**Instructions for the task:** Convert everything from the first of the lines below down to the line containing "column 734, row 745" into a numbered list, including both ends and leaving out blank lines.

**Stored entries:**
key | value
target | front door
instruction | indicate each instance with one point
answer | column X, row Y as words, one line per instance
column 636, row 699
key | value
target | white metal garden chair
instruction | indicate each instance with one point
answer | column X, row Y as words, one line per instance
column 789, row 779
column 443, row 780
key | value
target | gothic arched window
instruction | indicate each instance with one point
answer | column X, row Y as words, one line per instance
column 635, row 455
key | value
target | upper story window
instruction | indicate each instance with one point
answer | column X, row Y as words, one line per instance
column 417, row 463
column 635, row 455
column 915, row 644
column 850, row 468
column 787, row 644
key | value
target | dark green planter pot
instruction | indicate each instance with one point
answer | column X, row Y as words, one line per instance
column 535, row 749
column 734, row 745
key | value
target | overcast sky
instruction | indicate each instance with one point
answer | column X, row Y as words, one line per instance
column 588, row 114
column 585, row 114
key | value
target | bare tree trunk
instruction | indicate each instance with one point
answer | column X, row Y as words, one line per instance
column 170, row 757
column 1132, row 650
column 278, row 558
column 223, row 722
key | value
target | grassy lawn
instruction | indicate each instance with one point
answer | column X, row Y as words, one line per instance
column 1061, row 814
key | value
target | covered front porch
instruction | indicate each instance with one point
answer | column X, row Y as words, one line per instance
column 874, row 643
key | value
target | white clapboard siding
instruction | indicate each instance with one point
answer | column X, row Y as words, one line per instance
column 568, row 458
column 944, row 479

**Result for this task:**
1. key | value
2. target | front door
3. instruction | indicate each instance with one point
4. answer | column X, row Y as words, one line per instance
5. column 636, row 699
6. key | value
7. target | white metal garden chair
8. instruction | indicate each instance with one point
9. answer | column X, row Y as words, one line per instance
10. column 789, row 779
11. column 443, row 780
12. key | value
13. target | gothic arched window
14. instruction | indicate each instance with one point
15. answer | column X, row Y as words, one line per instance
16. column 635, row 455
17. key | value
18. target | upper story window
19. instruction | indicate each instance with one point
20. answer | column X, row Y as words, one line per instance
21. column 417, row 463
22. column 635, row 455
23. column 915, row 644
24. column 850, row 468
25. column 787, row 644
26. key | value
27. target | dark green planter pot
28. instruction | indicate each instance with one point
29. answer | column X, row Y as words, one line per instance
30. column 535, row 749
31. column 734, row 745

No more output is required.